--- START ---

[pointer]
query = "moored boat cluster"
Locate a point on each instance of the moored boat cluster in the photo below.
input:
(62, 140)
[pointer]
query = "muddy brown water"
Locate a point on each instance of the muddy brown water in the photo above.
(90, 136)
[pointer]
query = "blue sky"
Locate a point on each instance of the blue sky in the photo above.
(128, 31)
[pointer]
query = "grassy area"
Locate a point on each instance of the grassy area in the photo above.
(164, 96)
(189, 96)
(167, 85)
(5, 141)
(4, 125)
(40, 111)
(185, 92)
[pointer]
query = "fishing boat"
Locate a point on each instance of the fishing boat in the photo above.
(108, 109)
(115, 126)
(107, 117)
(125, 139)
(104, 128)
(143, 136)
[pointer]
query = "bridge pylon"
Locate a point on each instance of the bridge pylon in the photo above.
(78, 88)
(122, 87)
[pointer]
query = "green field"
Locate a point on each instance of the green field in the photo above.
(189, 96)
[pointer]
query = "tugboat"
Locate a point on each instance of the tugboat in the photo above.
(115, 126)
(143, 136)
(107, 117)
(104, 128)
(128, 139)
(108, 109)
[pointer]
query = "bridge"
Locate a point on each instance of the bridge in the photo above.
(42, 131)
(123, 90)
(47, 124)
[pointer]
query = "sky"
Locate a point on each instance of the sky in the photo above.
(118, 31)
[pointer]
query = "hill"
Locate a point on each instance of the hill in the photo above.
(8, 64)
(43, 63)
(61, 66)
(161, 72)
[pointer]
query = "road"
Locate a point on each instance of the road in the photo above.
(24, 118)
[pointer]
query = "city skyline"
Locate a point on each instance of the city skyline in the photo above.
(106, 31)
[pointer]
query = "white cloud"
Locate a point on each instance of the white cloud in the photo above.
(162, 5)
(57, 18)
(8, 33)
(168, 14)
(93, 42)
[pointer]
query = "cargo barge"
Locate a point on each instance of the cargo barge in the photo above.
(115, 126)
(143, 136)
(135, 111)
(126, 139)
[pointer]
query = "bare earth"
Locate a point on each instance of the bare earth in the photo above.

--- END ---

Please copy out every entry word for word.

[pointer]
query = "moored boat cluster"
Locate a point on each instance of the moored boat cluster in the photo below.
input:
(62, 140)
[pointer]
query = "muddy brown water"
Locate a point on each instance of the muddy brown water in the photo above.
(90, 136)
[pointer]
query = "blue sky"
Locate a point on each instance of the blue sky in the photo above.
(128, 31)
[pointer]
query = "grassy area"
Locate a point on each instance of the grassy area in the photo above.
(164, 96)
(189, 96)
(167, 85)
(5, 141)
(4, 125)
(40, 111)
(185, 92)
[pointer]
query = "fishing boat"
Locate a point on each instance of the fishing boat in the photo above.
(108, 109)
(115, 126)
(107, 117)
(125, 139)
(104, 128)
(143, 136)
[pointer]
query = "bridge pylon"
Locate a point on each instance of the bridge pylon in the photo above.
(78, 88)
(122, 87)
[pointer]
query = "green field"
Locate a point on each instance of the green field in the photo above.
(189, 96)
[pointer]
query = "tugboat"
Locate a point on each instance of the tugboat in the photo above.
(115, 126)
(143, 136)
(107, 117)
(104, 128)
(128, 139)
(108, 109)
[pointer]
query = "bridge"
Locate a point on each instance of the bridge in the photo above.
(42, 131)
(123, 90)
(47, 124)
[pointer]
query = "sky"
Locate a point on each instance of the sky in the photo above.
(118, 31)
[pointer]
query = "hill"
Locate a point on each instance of the hill in the photo above.
(8, 64)
(43, 63)
(61, 66)
(161, 72)
[pointer]
query = "road"
Locate a point on each instance of the road in the photo above.
(24, 118)
[pointer]
query = "city skyline"
Locate a point on each instance of the city skyline in the photo above.
(106, 31)
[pointer]
query = "white cloud"
Locate a point on each instance of the white cloud in the photo above.
(162, 5)
(57, 18)
(8, 33)
(168, 14)
(93, 42)
[pointer]
query = "cargo barge"
Locate a point on each instance of the cargo barge in the photo above.
(115, 126)
(143, 136)
(135, 111)
(126, 139)
[pointer]
query = "bare earth"
Locate a point on each instance of the bare earth in the photo above.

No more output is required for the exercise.